═════ TASK INPUTS

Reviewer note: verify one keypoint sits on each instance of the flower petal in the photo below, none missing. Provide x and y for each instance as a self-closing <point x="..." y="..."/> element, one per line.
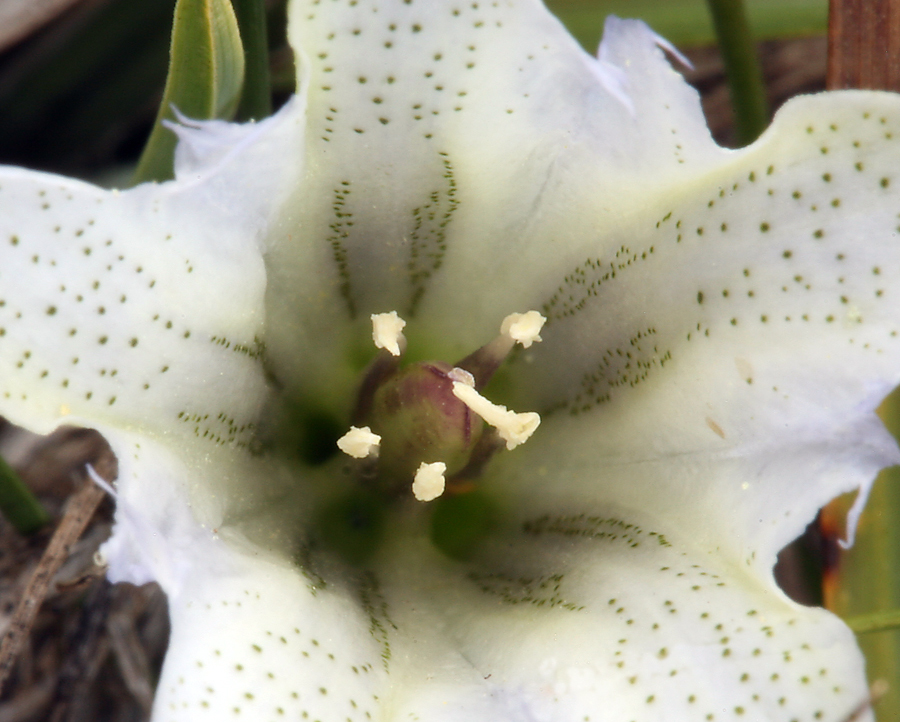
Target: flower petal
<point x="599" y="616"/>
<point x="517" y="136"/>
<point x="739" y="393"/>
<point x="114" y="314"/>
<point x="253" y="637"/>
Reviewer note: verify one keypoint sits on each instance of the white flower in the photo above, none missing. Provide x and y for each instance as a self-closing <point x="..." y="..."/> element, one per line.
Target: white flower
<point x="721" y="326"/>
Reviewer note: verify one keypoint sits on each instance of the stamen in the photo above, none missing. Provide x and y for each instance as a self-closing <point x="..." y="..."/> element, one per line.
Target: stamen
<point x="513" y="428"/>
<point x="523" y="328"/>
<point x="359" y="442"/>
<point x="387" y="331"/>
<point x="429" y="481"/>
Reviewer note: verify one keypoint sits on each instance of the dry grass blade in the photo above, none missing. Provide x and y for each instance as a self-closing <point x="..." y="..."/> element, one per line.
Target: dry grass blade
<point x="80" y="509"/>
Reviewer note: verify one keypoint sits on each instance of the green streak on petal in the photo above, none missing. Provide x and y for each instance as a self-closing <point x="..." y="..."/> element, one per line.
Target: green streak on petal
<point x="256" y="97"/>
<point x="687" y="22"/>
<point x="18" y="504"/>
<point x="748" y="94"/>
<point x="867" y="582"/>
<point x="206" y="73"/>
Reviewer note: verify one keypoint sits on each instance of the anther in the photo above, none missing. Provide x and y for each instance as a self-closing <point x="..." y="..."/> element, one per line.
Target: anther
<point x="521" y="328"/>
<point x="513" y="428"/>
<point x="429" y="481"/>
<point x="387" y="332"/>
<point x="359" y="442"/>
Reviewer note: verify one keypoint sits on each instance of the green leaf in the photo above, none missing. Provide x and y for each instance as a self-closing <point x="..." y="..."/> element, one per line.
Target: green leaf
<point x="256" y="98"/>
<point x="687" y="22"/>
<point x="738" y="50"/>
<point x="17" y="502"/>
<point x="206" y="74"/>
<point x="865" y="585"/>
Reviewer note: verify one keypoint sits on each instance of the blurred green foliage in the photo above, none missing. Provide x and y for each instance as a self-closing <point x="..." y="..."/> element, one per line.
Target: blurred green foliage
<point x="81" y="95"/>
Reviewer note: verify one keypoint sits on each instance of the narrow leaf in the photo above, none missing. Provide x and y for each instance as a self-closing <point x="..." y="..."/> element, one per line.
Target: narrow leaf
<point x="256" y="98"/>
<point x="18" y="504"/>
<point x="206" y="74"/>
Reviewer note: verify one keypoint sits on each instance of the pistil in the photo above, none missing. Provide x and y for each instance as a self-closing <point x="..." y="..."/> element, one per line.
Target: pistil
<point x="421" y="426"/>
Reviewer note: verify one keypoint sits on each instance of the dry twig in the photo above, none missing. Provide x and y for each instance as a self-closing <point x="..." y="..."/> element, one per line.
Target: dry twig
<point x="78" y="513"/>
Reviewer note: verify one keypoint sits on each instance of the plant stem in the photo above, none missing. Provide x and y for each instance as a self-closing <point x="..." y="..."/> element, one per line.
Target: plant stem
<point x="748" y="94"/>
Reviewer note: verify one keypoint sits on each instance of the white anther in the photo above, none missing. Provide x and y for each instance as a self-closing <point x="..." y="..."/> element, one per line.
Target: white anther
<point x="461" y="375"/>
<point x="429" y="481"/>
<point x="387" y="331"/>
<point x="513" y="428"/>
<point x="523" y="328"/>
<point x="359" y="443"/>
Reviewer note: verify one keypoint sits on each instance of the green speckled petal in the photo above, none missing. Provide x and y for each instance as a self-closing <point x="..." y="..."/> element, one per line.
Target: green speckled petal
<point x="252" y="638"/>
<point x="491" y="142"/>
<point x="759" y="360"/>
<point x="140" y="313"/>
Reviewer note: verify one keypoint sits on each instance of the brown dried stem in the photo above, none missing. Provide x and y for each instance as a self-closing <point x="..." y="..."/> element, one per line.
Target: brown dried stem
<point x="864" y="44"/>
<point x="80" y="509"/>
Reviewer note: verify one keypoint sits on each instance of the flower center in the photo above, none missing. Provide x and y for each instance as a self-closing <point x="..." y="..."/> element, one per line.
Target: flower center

══════════
═════ TASK INPUTS

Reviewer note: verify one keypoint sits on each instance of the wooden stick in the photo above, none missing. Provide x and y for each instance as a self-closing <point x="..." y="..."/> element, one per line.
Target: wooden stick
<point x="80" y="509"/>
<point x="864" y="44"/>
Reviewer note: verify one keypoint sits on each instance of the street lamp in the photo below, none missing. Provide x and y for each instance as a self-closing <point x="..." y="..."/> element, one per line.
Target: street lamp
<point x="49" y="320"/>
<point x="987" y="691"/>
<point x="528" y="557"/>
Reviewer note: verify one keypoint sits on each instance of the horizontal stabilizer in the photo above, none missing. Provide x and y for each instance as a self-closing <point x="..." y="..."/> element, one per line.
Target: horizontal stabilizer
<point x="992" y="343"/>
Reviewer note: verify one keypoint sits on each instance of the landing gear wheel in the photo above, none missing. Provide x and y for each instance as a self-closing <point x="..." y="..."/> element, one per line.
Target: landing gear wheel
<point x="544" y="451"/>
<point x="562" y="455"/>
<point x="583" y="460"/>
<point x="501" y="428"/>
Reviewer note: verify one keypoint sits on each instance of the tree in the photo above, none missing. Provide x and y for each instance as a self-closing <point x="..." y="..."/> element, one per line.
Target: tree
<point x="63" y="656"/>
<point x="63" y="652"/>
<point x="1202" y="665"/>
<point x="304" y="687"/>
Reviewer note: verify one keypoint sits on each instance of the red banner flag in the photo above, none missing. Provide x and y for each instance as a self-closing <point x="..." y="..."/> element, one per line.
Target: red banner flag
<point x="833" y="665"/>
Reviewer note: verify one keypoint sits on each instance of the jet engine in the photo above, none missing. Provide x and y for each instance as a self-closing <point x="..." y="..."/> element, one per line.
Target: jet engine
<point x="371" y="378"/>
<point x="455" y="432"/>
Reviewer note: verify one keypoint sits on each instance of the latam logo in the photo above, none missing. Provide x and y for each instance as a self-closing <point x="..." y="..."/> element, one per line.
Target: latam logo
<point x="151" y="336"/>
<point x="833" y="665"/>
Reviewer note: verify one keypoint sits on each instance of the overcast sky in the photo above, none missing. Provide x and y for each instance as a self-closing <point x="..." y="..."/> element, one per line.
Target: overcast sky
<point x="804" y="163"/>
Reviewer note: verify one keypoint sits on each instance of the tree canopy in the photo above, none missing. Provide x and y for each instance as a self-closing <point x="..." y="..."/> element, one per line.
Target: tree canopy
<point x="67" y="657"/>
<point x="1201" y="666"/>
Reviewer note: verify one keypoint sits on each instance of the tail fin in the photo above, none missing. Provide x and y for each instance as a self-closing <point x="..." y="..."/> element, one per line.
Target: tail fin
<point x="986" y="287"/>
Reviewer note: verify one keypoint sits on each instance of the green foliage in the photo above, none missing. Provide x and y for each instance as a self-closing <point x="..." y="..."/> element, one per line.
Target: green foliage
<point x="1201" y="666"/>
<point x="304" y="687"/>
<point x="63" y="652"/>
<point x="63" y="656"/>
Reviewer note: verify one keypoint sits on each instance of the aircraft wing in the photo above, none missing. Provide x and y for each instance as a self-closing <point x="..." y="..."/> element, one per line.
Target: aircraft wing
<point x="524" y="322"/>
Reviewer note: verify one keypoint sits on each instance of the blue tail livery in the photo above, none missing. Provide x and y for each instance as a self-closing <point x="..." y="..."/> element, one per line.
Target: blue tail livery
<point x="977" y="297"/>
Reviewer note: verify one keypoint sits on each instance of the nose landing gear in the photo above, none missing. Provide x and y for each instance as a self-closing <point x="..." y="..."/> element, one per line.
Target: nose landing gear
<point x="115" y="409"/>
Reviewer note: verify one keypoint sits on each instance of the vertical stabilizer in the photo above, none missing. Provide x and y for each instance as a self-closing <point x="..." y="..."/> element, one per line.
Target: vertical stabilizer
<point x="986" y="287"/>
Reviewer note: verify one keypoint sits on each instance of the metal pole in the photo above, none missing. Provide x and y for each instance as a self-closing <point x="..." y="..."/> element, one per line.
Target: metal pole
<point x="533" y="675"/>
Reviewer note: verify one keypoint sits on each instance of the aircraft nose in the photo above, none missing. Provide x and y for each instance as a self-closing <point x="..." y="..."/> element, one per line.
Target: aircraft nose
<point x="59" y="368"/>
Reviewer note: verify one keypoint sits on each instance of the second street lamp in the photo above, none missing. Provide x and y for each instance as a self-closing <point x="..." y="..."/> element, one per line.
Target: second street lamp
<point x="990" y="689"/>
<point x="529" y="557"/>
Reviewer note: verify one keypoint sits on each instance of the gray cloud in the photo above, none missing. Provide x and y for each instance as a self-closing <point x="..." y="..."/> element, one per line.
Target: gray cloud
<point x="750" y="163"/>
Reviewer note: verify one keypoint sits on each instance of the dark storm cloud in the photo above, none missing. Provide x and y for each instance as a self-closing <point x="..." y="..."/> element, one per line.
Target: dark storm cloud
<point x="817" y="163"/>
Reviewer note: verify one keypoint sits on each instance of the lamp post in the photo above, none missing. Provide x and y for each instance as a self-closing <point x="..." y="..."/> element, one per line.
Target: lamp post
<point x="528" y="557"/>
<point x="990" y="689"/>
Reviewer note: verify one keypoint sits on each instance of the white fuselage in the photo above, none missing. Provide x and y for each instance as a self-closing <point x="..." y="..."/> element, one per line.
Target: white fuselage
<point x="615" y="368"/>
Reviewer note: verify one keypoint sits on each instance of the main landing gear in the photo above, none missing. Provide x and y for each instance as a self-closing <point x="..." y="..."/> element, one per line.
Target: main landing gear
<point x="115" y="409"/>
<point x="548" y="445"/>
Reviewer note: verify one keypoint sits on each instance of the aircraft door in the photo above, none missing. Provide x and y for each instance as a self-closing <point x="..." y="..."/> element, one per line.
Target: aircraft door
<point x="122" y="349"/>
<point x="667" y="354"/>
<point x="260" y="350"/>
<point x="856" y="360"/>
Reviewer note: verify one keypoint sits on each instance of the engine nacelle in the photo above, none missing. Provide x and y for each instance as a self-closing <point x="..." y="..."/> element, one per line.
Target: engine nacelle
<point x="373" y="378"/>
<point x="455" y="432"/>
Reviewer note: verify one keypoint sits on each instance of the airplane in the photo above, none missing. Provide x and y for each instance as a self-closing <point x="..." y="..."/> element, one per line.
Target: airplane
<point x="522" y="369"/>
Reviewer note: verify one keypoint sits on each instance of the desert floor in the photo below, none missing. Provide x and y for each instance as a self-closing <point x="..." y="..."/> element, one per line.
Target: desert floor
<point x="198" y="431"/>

══════════

EXERCISE DIRECTIONS
Lines with the word "center": copy each one from the data above.

TASK OUTPUT
Reviewer note: verify one keypoint sits on each instance of the flower center in the photo above, none missing. Provide x and y for each instance as a self-closing <point x="..." y="..."/> element, one per line.
Target: flower center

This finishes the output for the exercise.